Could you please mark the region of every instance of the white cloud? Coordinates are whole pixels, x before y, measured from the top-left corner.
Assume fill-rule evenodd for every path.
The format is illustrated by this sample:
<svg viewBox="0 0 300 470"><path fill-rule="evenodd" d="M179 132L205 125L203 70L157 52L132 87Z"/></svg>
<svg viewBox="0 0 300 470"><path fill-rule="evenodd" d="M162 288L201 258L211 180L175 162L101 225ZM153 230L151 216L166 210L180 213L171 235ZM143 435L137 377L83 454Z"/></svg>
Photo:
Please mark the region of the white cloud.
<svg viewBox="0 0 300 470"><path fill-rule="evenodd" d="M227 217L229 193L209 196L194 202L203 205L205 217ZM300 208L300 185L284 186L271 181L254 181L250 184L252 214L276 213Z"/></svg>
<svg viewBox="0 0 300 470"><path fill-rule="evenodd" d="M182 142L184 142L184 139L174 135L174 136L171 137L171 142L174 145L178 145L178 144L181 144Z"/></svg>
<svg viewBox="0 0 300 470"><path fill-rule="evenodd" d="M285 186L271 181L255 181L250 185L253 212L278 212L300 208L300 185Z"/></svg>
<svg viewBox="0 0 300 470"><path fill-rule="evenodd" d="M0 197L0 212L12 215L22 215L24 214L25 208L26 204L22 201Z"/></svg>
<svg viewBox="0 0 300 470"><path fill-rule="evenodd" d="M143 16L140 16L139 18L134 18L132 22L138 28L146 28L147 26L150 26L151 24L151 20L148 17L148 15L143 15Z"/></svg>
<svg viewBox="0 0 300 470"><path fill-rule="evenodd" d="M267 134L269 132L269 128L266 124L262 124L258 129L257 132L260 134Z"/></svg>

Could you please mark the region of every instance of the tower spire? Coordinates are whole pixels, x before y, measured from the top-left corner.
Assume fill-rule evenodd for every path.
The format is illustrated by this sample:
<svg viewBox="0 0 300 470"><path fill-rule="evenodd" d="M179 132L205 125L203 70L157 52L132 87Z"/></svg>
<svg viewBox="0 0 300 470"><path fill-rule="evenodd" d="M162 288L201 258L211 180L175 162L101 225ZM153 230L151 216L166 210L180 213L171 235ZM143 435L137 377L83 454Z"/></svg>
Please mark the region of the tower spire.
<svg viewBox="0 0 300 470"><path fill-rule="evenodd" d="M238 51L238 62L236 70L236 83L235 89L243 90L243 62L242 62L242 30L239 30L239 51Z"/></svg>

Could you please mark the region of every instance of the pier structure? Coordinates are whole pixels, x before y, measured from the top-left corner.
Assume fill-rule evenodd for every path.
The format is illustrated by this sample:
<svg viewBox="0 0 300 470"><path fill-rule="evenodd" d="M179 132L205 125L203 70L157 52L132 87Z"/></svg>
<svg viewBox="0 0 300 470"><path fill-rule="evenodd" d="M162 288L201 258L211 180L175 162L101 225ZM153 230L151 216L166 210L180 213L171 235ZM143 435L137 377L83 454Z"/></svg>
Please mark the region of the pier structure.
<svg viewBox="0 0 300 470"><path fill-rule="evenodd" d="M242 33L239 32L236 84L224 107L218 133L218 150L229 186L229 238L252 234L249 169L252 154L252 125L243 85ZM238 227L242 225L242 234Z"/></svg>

**********

The answer should be exactly the lines from the one that contains "the pier structure?" through the end of the entries, both ends included, and nothing besides.

» TASK SOLUTION
Could you please mark the region of every instance of the pier structure? Coordinates are whole pixels, x before y, measured from the top-left corner.
Assume fill-rule evenodd for every path.
The format is illustrated by this sample:
<svg viewBox="0 0 300 470"><path fill-rule="evenodd" d="M179 132L205 125L203 70L157 52L132 87Z"/></svg>
<svg viewBox="0 0 300 470"><path fill-rule="evenodd" d="M162 288L201 258L211 180L175 162L101 225ZM153 230L151 216L166 210L180 213L171 235ZM143 435L137 377L83 454Z"/></svg>
Please mark the region of the pier structure.
<svg viewBox="0 0 300 470"><path fill-rule="evenodd" d="M242 33L239 32L236 84L224 107L218 133L218 150L229 186L229 238L252 234L249 169L252 154L252 125L243 85ZM238 227L242 225L242 234Z"/></svg>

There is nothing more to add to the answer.